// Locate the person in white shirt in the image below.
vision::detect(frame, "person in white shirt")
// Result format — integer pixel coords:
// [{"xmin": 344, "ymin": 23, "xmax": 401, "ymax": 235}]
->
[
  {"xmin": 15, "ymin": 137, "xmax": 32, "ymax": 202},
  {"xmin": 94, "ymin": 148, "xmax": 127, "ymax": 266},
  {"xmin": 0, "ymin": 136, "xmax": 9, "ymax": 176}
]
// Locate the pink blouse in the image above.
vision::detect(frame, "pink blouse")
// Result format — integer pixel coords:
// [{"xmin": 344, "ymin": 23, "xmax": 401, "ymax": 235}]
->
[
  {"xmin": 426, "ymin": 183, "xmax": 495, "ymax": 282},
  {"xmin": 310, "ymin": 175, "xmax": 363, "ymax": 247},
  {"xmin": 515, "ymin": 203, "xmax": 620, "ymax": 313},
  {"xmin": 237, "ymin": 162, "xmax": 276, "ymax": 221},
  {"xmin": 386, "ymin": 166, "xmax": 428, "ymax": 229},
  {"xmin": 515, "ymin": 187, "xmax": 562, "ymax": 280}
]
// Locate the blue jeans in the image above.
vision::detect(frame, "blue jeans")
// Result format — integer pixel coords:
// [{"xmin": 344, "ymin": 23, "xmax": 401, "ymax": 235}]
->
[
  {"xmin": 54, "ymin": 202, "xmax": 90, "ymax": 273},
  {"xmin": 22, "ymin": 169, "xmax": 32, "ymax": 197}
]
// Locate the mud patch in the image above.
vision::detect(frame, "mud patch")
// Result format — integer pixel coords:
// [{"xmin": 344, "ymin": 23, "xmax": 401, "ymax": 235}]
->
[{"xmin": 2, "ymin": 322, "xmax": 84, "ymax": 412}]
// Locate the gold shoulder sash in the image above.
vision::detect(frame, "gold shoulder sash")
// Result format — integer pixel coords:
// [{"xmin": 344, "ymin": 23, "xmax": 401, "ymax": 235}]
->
——
Short exercise:
Please copy the records above again, replacing each "Locate" with "Find" and leaving everything else unchanged.

Complete response:
// Find the person in white shirt in the image below.
vision::detect(frame, "person in white shirt")
// Result format — integer pixel coords:
// [{"xmin": 344, "ymin": 23, "xmax": 401, "ymax": 235}]
->
[
  {"xmin": 15, "ymin": 137, "xmax": 32, "ymax": 202},
  {"xmin": 94, "ymin": 148, "xmax": 127, "ymax": 266},
  {"xmin": 0, "ymin": 136, "xmax": 9, "ymax": 176}
]
// Find the pink blouse in the image above.
vision::detect(frame, "pink blouse")
// Result format — integer pixel coords:
// [{"xmin": 344, "ymin": 23, "xmax": 401, "ymax": 235}]
->
[
  {"xmin": 426, "ymin": 183, "xmax": 495, "ymax": 282},
  {"xmin": 310, "ymin": 175, "xmax": 363, "ymax": 247},
  {"xmin": 515, "ymin": 203, "xmax": 620, "ymax": 313},
  {"xmin": 237, "ymin": 162, "xmax": 276, "ymax": 221},
  {"xmin": 386, "ymin": 166, "xmax": 428, "ymax": 229},
  {"xmin": 515, "ymin": 187, "xmax": 562, "ymax": 280}
]
// Find the blue jeans in the image above.
vision::detect(frame, "blue jeans")
// Result format — integer pixel coords:
// [{"xmin": 344, "ymin": 23, "xmax": 401, "ymax": 235}]
->
[
  {"xmin": 54, "ymin": 202, "xmax": 90, "ymax": 273},
  {"xmin": 22, "ymin": 169, "xmax": 32, "ymax": 197}
]
// Find the mud patch in the image above.
vision::detect(frame, "mud patch")
// Result format — integer pixel coords:
// [{"xmin": 344, "ymin": 23, "xmax": 401, "ymax": 235}]
->
[{"xmin": 2, "ymin": 322, "xmax": 84, "ymax": 412}]
// Find the gold shoulder sash in the image above.
vision::detect(frame, "gold shoulder sash")
// Result format — integer pixel coords:
// [{"xmin": 344, "ymin": 23, "xmax": 401, "ymax": 235}]
->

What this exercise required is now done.